[Consigne]
Dans le texte sur l'imposition des gérants de Selarl, recopiez le passage qui commence par les mots "Saisi d’un recours" et se termine par "l’article 62 du CGI.", en remplaçant "impôt sur le revenu" par "impôt sur les revenus".

[Texte extrait]
★ ★ ★ ★

Imposition des revenus des gérants majoritaires de Selarl : la doctrine partiellement annulée
Dans une décision du 8-4-2025, le Conseil d’État annule la doctrine administrative qui admet que les gérants majoritaires de Selarl retiennent un forfait de 5 % de leurs rémunérations d’ensemble perçues au titre de leurs activités libérale et de gérance en tant que revenus afférents à la gérance. Il en est de même de celle selon laquelle certaines tâches, telles que la prise de rendez-vous ou la facturation du client, sont systématiquement considérées comme inhérentes à l’activité libérale.

Saisi d’un recours pour excès de pouvoir, le Conseil d’État se prononce sur le nouveau cadre fiscal des revenus des associés de sociétés d’exercice libéral (Sel).
Pour rappel, la doctrine administrative prévoit, depuis l’imposition des revenus de 2024, que la rémunération des associés de Selafa, Selas, Selarl et Selca perçue au titre de leur activité libérale est déclarée à l’impôt sur le revenu dans la catégorie, en principe, des bénéfices non commerciaux (BNC). Auparavant, dès lors que ces Sel étaient assujetties à l’impôt sur les sociétés en raison de leur forme, ces revenus étaient imposables dans la catégorie des traitements et salaires ou, pour ce qui concerne les gérants majoritaires de Selarl et les gérants de Selca, dans les conditions prévues à l’article 62 du CGI.
Une difficulté pratique se pose pour les gérants majoritaires de Selarl et les gérants de Selca. C’est sur ce point que le Conseil d’État a été amené à se prononcer. La doctrine de l’administration prévoit deux situations.

★ ★ ★ ★

[Données fournies]
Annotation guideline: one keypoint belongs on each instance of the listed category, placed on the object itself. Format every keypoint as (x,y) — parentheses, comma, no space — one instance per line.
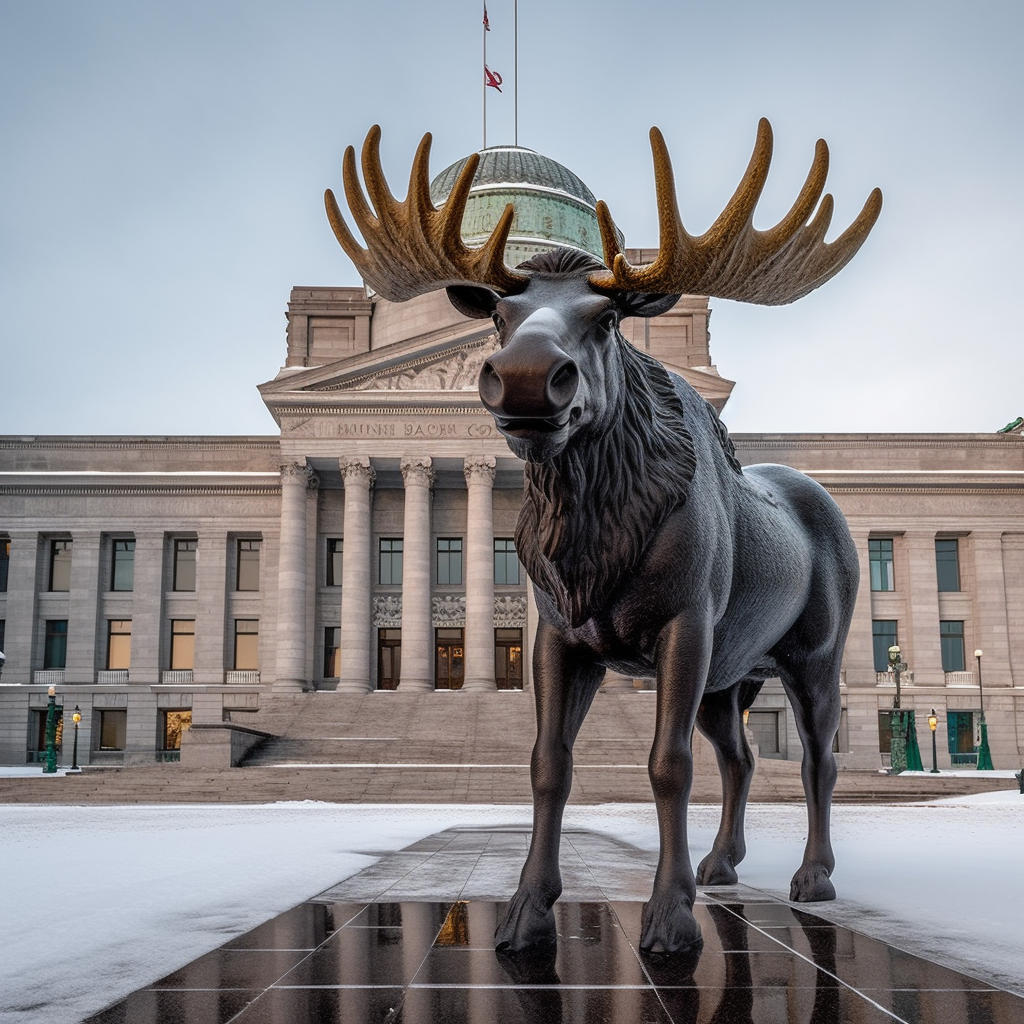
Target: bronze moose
(650,550)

★ ★ ★ ★

[Réponse proposée]
Saisi d’un recours pour excès de pouvoir, le Conseil d’État se prononce sur le nouveau cadre fiscal des revenus des associés de sociétés d’exercice libéral (Sel).
Pour rappel, la doctrine administrative prévoit, depuis l’imposition des revenus de 2024, que la rémunération des associés de Selafa, Selas, Selarl et Selca perçue au titre de leur activité libérale est déclarée à l’impôt sur les revenus dans la catégorie, en principe, des bénéfices non commerciaux (BNC). Auparavant, dès lors que ces Sel étaient assujetties à l’impôt sur les sociétés en raison de leur forme, ces revenus étaient imposables dans la catégorie des traitements et salaires ou, pour ce qui concerne les gérants majoritaires de Selarl et les gérants de Selca, dans les conditions prévues à l’article 62 du CGI.